### Requirement 1
Edit the stretch of the Hacker News thread from "38 points by" through "be in demand." by changing "community" to "neighborhood", and give that stretch again.

### Excerpt provided
════════════════

Hacker News new | ask | show | jobs
My Reverse College Application (reversecollegeapplication.com)
38 points by rmshea 2611 days ago
18 comments

>Third, the college application undermines my value as an individual. Over the past seventeen years, I pursued my passions, excelled at every task I set my mind to, and tried to give back to the community that got me to where I am today. I should be in demand.

You're conflating your value as an individual with your value to other people. Pursuing passions and giving back is great for your value as an individual, but most of the world doesn't actually care. Unless your passion is something that other people can use to make money, it's not going to be relevant to anyone else. I don't care if someone I hire to do a job is the world's greatest amateur ichthyologist if I'm hiring them to do a job that doesn't involve fish.

The sooner you learn this, the better off you will be. I used to believe similarly that if I worked hard, went to school, and got a degree, that would be enough to get me a decent job. I was wrong. Nobody cared about any of that. All they wanted to know was could I do anything for them that would make them more money than it cost to hire me.

By all means, pursue whatever passions you want, but don't think it's necessarily going to get you anywhere in the world.

All they wanted to know was could I do anything for them that would make them more money than it cost to hire me.

════════════════

### Entries shown

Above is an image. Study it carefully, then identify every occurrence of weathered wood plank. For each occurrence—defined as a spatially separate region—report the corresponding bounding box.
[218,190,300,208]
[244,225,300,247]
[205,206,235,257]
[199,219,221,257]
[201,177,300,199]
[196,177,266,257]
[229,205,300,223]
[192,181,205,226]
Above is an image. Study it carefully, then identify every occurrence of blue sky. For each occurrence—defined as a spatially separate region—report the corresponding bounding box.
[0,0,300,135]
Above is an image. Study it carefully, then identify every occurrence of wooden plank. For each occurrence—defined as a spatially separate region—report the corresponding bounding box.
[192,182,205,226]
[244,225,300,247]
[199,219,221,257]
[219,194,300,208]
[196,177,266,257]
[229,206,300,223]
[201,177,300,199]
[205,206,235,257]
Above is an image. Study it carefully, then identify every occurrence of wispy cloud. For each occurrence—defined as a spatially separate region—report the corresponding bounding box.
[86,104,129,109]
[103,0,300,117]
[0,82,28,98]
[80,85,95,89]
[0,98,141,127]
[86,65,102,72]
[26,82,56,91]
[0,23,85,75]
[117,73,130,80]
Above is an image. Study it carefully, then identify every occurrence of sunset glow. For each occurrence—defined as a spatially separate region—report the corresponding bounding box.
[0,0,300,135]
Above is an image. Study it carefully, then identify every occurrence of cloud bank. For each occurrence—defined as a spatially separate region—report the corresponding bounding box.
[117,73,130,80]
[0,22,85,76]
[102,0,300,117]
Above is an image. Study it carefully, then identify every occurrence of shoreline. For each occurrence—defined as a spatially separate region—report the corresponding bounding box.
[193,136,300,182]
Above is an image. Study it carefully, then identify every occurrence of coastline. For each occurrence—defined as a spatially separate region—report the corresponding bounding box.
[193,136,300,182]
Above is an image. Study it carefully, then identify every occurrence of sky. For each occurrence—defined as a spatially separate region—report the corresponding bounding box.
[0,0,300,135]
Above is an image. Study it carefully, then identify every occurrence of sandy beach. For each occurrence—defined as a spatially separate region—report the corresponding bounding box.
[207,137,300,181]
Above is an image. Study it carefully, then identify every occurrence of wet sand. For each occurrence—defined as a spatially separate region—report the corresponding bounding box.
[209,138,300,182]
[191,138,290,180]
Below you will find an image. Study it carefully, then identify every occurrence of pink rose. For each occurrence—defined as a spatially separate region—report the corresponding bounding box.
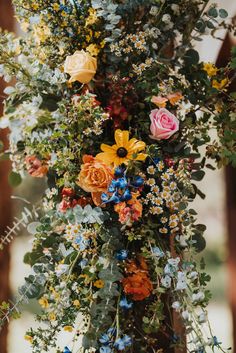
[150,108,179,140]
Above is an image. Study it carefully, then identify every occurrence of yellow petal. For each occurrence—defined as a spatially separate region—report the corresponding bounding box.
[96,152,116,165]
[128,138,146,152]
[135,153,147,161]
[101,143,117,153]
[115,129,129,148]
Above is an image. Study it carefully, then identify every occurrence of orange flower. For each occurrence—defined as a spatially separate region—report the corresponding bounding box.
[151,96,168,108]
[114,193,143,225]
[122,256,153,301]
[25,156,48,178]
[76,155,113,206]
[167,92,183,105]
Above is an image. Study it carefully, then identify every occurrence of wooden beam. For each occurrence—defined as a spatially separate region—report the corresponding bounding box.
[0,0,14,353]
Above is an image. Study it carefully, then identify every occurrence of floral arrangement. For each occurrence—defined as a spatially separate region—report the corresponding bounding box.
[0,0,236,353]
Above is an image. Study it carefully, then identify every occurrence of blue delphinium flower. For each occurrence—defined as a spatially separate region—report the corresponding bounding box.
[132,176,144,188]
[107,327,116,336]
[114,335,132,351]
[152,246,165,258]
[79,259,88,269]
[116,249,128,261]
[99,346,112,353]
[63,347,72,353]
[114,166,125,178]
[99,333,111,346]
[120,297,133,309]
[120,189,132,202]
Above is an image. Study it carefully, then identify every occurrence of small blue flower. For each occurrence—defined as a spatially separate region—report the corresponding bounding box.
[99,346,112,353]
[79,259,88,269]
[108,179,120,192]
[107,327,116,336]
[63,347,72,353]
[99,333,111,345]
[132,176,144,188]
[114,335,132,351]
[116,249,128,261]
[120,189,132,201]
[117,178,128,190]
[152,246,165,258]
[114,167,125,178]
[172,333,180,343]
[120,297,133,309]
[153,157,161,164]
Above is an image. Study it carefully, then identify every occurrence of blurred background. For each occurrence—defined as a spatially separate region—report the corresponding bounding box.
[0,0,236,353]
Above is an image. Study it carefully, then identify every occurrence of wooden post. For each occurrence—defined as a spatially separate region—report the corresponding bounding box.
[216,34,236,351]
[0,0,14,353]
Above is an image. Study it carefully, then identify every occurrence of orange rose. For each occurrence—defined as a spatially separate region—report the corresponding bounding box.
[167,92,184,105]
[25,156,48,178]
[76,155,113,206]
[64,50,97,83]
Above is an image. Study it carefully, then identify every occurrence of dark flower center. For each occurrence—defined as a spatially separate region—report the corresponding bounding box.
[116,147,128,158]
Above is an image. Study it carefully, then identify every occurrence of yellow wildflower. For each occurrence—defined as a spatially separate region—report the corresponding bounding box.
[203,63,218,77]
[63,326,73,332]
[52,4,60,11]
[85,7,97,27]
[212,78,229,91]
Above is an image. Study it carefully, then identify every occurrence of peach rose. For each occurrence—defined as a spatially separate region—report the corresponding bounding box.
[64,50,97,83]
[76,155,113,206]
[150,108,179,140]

════════════════

### Requirement 2
Convert the rows above, from the one containing "of wooden post." through the end of the rows, into a two-column CSV with the headers text and answer. Give one CSV line per row text and its answer, with each value in a single quoted field and line breaks replaced by spaces.

### Full solution 1
38 points by rmshea 2611 days ago
18 comments

>Third, the college application undermines my value as an individual. Over the past seventeen years, I pursued my passions, excelled at every task I set my mind to, and tried to give back to the neighborhood that got me to where I am today. I should be in demand.

### Full solution 2
text,answer
"Above is an image. Study it carefully, then identify every occurrence of wooden post. For each occurrence—defined as a spatially separate region—report the corresponding bounding box.","[216,34,236,351] [0,0,14,353]"
"Above is an image. Study it carefully, then identify every occurrence of orange rose. For each occurrence—defined as a spatially separate region—report the corresponding bounding box.","[167,92,184,105] [25,156,48,178] [76,155,113,206] [64,50,97,83]"
"Above is an image. Study it carefully, then identify every occurrence of dark flower center. For each occurrence—defined as a spatially separate region—report the corresponding bounding box.","[116,147,128,158]"
"Above is an image. Study it carefully, then identify every occurrence of yellow wildflower. For each occurrence—defined as a spatially separate region—report the corresponding bounding box.","[203,63,218,77] [63,326,73,332] [52,4,60,11] [85,7,97,27] [212,78,229,91]"
"Above is an image. Study it carefully, then identify every occurrence of peach rose. For each occurrence—defined as a spatially separate region—report the corresponding bounding box.","[64,50,97,83] [76,155,113,206] [150,108,179,140]"